Your tasks
1/ Print the section of the supply-house thread starting with "When Lowe's opened" and going on through "other foreign country.".
2/ Can you carry on the forum thread about local supply houses and big-box stores from the point where it stops?

Document extract
______________________________
When Lowe's opened up around here, I don't remember a single supply house closing down. 



Outdoorguy said:


> I would rather boycott all junk made in China or any other foreign country.


You'll have to stop buying a lot of stuff (I know, its depressing).



electricmanscott said:


> My "Local" supply house... Rexel, Headquarters: Paris France. Home Depot, headquarters: Atlanta Georgia


I boycott HD for different reasons, no Rexel around here. Just Burch's (formerly owned by my wife's family, though still locally owned and operated), Don's (not sure what their deal is), and B&G the next county over (owned by my wife's family, from which I can get a line of credit until the job is done - Lowe's doesn't even offer anything similar).
______________________________
Rows
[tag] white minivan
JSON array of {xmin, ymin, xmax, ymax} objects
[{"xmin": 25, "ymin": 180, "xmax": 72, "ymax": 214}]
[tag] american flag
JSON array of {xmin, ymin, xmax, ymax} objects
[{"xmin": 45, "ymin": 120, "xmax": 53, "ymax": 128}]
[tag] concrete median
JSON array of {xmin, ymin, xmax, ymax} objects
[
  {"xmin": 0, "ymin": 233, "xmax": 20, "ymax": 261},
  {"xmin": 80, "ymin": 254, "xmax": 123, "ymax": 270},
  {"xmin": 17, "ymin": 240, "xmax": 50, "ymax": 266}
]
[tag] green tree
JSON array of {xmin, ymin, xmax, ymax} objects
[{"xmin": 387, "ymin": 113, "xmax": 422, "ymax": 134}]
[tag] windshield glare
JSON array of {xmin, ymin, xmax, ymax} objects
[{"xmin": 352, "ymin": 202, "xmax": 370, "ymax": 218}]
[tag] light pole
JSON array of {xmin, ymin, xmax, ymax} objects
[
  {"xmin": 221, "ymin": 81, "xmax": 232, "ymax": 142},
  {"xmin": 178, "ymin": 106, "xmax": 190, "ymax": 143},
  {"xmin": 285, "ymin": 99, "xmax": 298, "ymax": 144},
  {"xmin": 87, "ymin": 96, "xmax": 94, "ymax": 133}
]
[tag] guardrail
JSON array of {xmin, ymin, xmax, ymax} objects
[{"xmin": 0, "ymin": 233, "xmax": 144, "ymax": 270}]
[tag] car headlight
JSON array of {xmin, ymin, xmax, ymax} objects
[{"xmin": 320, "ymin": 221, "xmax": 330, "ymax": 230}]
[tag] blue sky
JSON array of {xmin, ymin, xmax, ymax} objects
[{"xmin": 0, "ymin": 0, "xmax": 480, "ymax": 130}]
______________________________
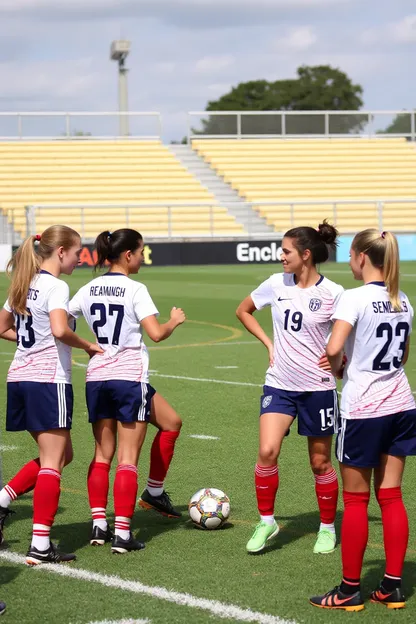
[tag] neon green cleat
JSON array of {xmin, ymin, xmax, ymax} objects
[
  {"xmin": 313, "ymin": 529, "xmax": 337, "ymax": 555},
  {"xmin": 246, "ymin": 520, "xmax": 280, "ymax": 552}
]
______________________________
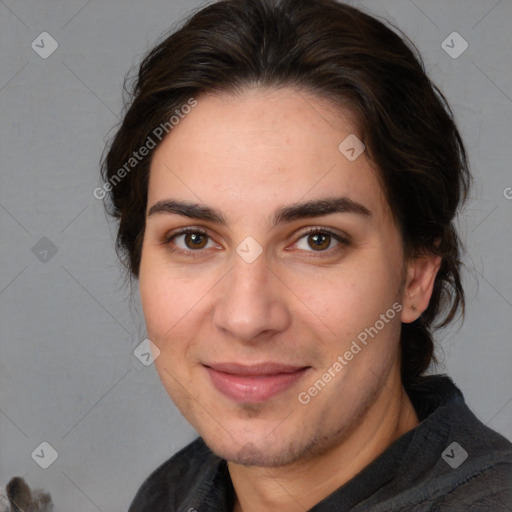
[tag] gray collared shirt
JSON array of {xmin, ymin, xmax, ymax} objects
______________________________
Solved problems
1/
When Lowe's opened up around here, I don't remember a single supply house closing down. 



Outdoorguy said:


> I would rather boycott all junk made in China or any other foreign country.

2/
Staxmaloney said:


> Bottom line: you can't blame people, especially in this day and age, for wanting to spend less money. As long as the big box stores aren't bound by any kind of price agreement, they will always be able to undercut the little guys. It's elementary economics. Home Depot is a business. They are there to make money, just like you and I. I for one don't take offense to them doing what they have to do to succeed because you, me and everyone else would do the same thing. In fact, I would go so far as to say the $99 installation is a good thing. Why? Because it breeds competition, at least at an economic level, and competition is good for business. It's what makes it thrive. The quality of an HD installation may be less, but most people know they get what they pay for. If I need a no frills ceiling fan, I'd call HD. If I need a state of the art HVAC system, Id call an electrician. There will always be a market for higher end, quality work. If there wasn't a market for it, we wouldn't have ferraris or Klein tools. All we would have would be Kia and Commercial Electric.


I happen to agree with you except for the HVAC part. For that i'd call a licensed HVAC installer.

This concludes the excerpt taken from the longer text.